• PASSAGE:
A Rock & Roll Critic Is Something to Be

by Tom Hull


Geologists draw extraordinary conclusions from scant evidence: that the earth is over 4200 million years old; that single-celled life appeared no later than 3700 million years ago, but that our familiar animal phyla only emerged 560 million years ago; that continents move; that whole categories of life have been wiped out by freak events. Such insights are possible because physical processes are simple and ineluctable: the steady decay of radioactive isotopes, the dynamics of heat, the pull of gravity, the orderly piling up of strata, the timely burial of fossils.

While evolution is more complex, it too is constrained by genetics into an orderly phylogeny. It is safe to say that all of today's vertebrates descend from Cambrian chordata, because there's no other way to get here except from there. Scant data can be a blessing: a more manageable set of points to connect, less noise, a clearer path to the big picture. On the other hand, historians can be plagued by too much data, too many idiosyncratic details to discern a big picture.

In the early 1970's, I didn't know squat about geology, but I did know a fair amount about history and its pitfalls, and I was keen on sleuthing out big pictures. I had dropped out of high school, and cocooned myself for what turned out to be a five year crash course in remedial self-education. Starting with beat poetry and the theater of the absurd, I moved on to Eugene Genovese's marxist historiography and Robert Paul Wolff's neokantian philosophy, eventually finding a way to reason about the world. Then, transformed, I ventured out to college, finding a nest of new leftists in St. Louis and an underground paper to work on.

• REQUIRED WORK:
1. In the essay, start at the words "In the early" and end after "to work on.", renaming "geology" to "astronomy".
2. According to the essay, how old do geologists conclude the earth is?
3. Continue the essay on becoming a rock and roll critic from the point where it stops.
The rows have no connection to the essay.

Data excerpts
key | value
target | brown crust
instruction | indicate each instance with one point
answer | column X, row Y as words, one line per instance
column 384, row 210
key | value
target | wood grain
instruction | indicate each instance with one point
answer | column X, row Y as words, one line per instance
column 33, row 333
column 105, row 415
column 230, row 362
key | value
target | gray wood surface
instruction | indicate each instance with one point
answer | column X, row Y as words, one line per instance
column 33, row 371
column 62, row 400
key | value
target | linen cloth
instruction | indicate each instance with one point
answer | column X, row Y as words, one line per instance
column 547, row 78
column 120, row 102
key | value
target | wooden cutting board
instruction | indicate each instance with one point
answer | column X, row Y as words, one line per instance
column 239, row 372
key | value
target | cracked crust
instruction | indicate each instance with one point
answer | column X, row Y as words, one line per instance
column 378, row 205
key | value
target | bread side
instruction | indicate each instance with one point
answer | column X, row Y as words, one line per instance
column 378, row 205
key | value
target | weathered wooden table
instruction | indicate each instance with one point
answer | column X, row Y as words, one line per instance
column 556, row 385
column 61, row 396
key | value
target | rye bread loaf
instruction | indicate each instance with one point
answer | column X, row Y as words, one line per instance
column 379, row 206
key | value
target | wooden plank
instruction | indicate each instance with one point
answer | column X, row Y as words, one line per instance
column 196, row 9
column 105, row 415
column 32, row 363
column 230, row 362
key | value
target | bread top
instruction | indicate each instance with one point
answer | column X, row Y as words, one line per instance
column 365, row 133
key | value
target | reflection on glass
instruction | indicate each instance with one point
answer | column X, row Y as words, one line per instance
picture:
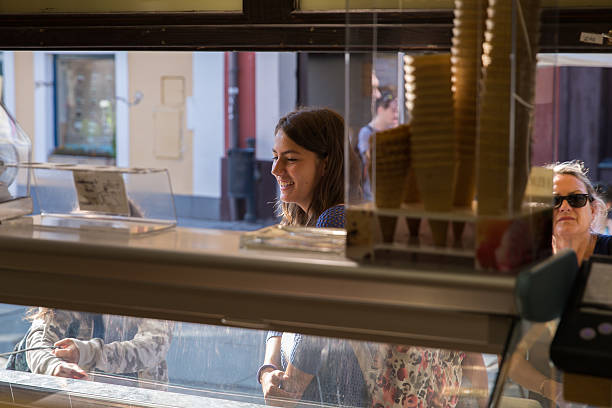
column 85, row 100
column 138, row 361
column 532, row 375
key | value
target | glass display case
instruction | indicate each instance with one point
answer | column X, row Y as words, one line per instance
column 103, row 198
column 15, row 152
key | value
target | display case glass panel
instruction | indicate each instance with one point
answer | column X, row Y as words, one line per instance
column 138, row 361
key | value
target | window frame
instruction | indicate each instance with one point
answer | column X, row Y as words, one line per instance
column 44, row 103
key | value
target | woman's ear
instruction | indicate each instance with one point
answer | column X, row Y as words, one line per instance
column 323, row 166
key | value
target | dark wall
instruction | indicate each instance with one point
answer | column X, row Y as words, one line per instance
column 321, row 80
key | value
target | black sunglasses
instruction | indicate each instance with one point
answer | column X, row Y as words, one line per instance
column 575, row 200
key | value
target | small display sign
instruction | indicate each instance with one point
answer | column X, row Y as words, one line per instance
column 101, row 192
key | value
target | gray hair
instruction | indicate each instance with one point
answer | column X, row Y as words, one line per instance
column 576, row 168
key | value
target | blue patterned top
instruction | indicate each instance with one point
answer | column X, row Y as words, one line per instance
column 333, row 217
column 338, row 379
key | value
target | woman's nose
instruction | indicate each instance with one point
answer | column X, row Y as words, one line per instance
column 565, row 206
column 276, row 167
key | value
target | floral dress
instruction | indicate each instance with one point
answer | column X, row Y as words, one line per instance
column 416, row 377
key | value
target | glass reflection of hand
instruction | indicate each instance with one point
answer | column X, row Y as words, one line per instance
column 69, row 370
column 67, row 351
column 272, row 386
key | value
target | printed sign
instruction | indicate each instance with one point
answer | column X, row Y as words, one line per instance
column 101, row 192
column 591, row 38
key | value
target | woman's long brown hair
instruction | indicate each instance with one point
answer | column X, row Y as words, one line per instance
column 321, row 131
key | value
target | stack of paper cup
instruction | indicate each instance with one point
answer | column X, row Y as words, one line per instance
column 392, row 160
column 504, row 140
column 468, row 33
column 429, row 100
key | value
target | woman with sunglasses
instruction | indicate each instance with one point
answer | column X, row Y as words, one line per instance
column 578, row 211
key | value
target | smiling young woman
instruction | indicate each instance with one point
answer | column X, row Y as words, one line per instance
column 309, row 167
column 578, row 210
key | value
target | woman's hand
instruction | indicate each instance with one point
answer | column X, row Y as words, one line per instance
column 67, row 351
column 271, row 384
column 70, row 370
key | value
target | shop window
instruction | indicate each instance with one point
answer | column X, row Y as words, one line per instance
column 85, row 109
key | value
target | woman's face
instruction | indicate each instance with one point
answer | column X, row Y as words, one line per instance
column 297, row 170
column 567, row 220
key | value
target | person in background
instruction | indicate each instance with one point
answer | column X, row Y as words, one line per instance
column 578, row 212
column 309, row 168
column 86, row 342
column 375, row 86
column 603, row 190
column 385, row 117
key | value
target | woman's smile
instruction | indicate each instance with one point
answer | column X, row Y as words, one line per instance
column 296, row 170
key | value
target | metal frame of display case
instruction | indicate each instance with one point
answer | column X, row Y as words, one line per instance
column 274, row 25
column 203, row 276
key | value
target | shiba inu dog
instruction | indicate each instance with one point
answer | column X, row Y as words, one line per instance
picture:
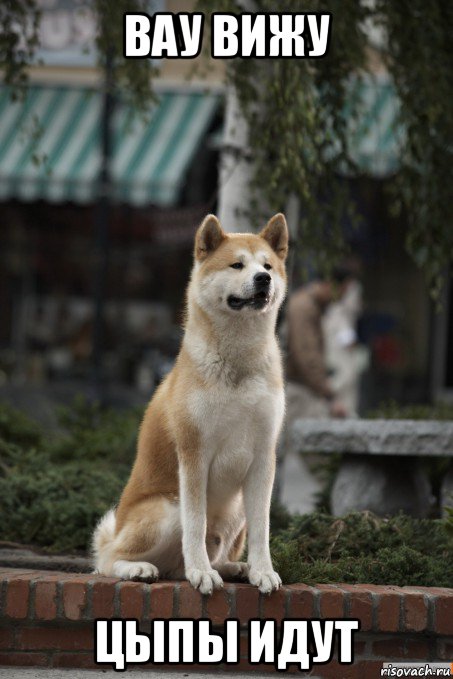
column 205, row 462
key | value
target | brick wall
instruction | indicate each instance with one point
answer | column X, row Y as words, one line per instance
column 46, row 618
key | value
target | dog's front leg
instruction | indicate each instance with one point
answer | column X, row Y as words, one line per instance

• EXPECTED RESULTS:
1.
In the early 1970's, I didn't know squat about astronomy, but I did know a fair amount about history and its pitfalls, and I was keen on sleuthing out big pictures. I had dropped out of high school, and cocooned myself for what turned out to be a five year crash course in remedial self-education. Starting with beat poetry and the theater of the absurd, I moved on to Eugene Genovese's marxist historiography and Robert Paul Wolff's neokantian philosophy, eventually finding a way to reason about the world. Then, transformed, I ventured out to college, finding a nest of new leftists in St. Louis and an underground paper to work on.

2. Over 4200 million years old.

3.
It was there that I stumbled onto rock & roll as subject matter. One guy submitted a tome on the Beach Boys, with a conclusion that I couldn't stomach: "The Beach Boys have created high art." Until then, I had paid scant attention to music, but all my instincts and learning told me that art was class warfare, and high art had to be the vilest form. So I went to work marshalling my arguments, researching, listening, grooving. In the end, I found depth and beauty in Brian Wilson's tunes, but nothing I would taint by placing on a pedestal. Besides, Jan & Dean were more to my taste: faster and trashier.

But after three years in college, I had had enough. I had learned a skill (typesetting), and did what working class kids tend to do: I took a job. I shelved the Frankfurt School, bought records, and read the classics of rock crit: Paul Williams, Lester Bangs, R. Meltzer. In doing so, I found something to write about, and in Robert Christgau's Any Old Way You Choose It, I found a convenient foil. I wrote a review which argued that as long as rock criticism was about personal taste, anyone could do it. Then, to prove my point, I cloned Christgau's Consumer Guide form, and knocked off several sets myself.

I wrote about rock & roll from 1974-1978. I started as a curious, self-published novice, armed with a philosopher's toolkit and the desire to probe deep questions like how music mediates time in a mechanized society. I wound up writing for The Voice, where my ideas and interestes played second fiddle to my expertise and wit. But I stopped writing when The Voice rejected a paean I wrote for English pub rock band Ducks Deluxe, an urgent and perhaps pathetic plea to promote a band that capitalism had given up on.

Twenty-some years later, the interesting question is why I thought pub rock (Ducks Deluxe, Brinsley Schwarz) mattered so much. That's easier to answer now than then. Back then we knew that rock & roll had diffused into every nook and cranny of popular music, but didn't yet fathom that the diffusion was in fact a permanent fracture. One reason was conceptual inertia: as late as the mid-1960s rock & roll was still very much a single mass culture -- teen oriented, AM marketed, racially integrated -- and once that image was formed in our minds, it took a long time for changing reality to dislodge it. Another reason was that the expansion of the rock universe had yet to defy comprehension. This was a time when rock critics became strident moralists: recall Lester Bangs slashing James Taylor, or Ira Robbins wailing on disco.

To me, pub rock was fundamentalist rock & roll: humble and righteous. Others saw it as derivative, but even where they had an argument, I felt that the old truths held, and to be conscious of their history was a good thing. Fact was, rock & roll had a rich history by then, and that history should be fertile ground for more rock & roll -- as Dave Edmunds and Marshall Crenshaw were to prove. And, indeed, pub rock did prove to be important, but more as an incubator for the likes of Nick Lowe, Ian Dury, Elvis Costello, and Graham Parker, than as a style. Indeed, it never was much of a style: just an offhand "don't mind rockin' tonight."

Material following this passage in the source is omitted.